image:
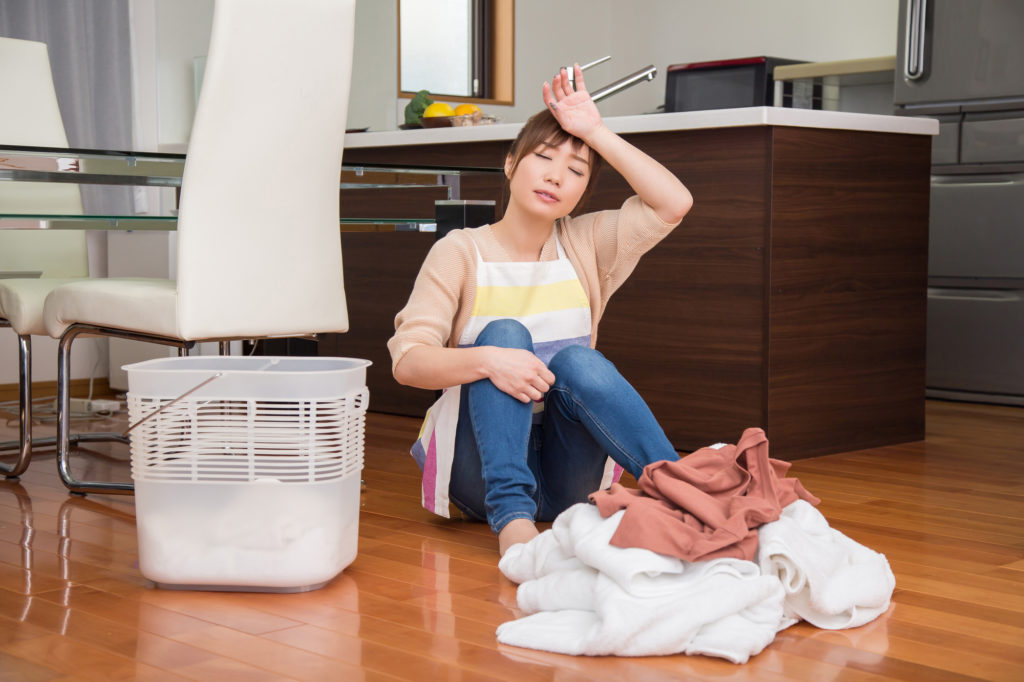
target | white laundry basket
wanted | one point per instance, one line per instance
(250, 481)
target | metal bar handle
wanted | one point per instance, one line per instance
(913, 59)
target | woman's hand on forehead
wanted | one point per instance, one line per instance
(574, 110)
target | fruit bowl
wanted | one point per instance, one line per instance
(475, 119)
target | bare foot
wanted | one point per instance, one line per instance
(515, 531)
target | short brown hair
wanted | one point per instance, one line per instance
(543, 128)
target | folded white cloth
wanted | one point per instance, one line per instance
(830, 581)
(630, 601)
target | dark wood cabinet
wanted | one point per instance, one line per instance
(793, 297)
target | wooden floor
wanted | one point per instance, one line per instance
(423, 597)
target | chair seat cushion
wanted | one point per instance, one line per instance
(22, 302)
(136, 304)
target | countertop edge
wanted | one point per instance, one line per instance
(723, 118)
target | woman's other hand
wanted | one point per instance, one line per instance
(518, 373)
(574, 110)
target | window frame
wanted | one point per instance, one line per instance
(494, 51)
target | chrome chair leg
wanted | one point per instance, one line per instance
(24, 443)
(65, 438)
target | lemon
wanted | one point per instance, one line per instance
(464, 110)
(438, 109)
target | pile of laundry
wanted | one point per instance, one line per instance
(713, 554)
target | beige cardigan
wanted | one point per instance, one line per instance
(603, 247)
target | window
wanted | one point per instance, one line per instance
(459, 49)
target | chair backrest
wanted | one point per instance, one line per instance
(30, 116)
(259, 245)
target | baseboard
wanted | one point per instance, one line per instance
(79, 388)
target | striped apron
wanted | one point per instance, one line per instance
(548, 299)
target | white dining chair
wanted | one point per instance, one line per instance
(32, 262)
(258, 236)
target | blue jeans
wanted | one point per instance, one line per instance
(507, 468)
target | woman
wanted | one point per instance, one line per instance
(504, 317)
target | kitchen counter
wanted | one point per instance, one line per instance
(793, 297)
(724, 118)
::::
Put every line of the records above, from the line containing "target | dark wood cabinet" down to the end of the records, into a JSON list of strings, one string per line, leaving out blank lines.

[
  "target | dark wood cabinet",
  "wanted | one point per instance, one line per instance",
  "(793, 297)",
  "target | wooden floor",
  "wanted | one point per instance, one line per instance",
  "(423, 597)",
  "target | chair seat cushion",
  "wanted | one point per instance, one line per instance",
  "(22, 302)",
  "(136, 304)",
  "target | countertop edge",
  "wanted | one point per instance, one line per instance",
  "(723, 118)",
  "target | woman's other hand",
  "wanted | one point per instance, one line per instance",
  "(518, 373)",
  "(574, 110)",
  "target | window frame",
  "wanted | one point per instance, one line per instance",
  "(494, 51)",
  "target | chrome chair leg",
  "wanted | one point per instance, one line per instance",
  "(24, 443)",
  "(65, 438)",
  "target | lemon",
  "wanted | one point per instance, one line per instance",
  "(464, 110)",
  "(438, 109)",
  "target | pile of laundry",
  "wanted | one point per instance, one line per instance",
  "(713, 554)",
  "target | beige cardigan",
  "wanted | one point per instance, one line per instance",
  "(603, 247)",
  "target | window",
  "wanted | one point per instance, one line per instance",
  "(459, 49)",
  "target | chair backrest",
  "wanted | one point per instance, one line per instance",
  "(30, 116)",
  "(259, 245)",
  "target | baseboard",
  "wanted | one point per instance, one line per instance",
  "(79, 388)",
  "target | striped apron",
  "wanted | one point per instance, one line per instance",
  "(548, 299)",
  "target | white dining chair",
  "wanted | one point per instance, one line per instance",
  "(32, 262)",
  "(258, 236)",
  "target | blue jeans",
  "wanted | one point per instance, one line per instance",
  "(507, 468)",
  "target | woman",
  "wanted | one point per instance, one line per instance",
  "(504, 317)",
  "target | kitchen counter",
  "wanted | one point per instance, one line per instance",
  "(793, 297)",
  "(724, 118)"
]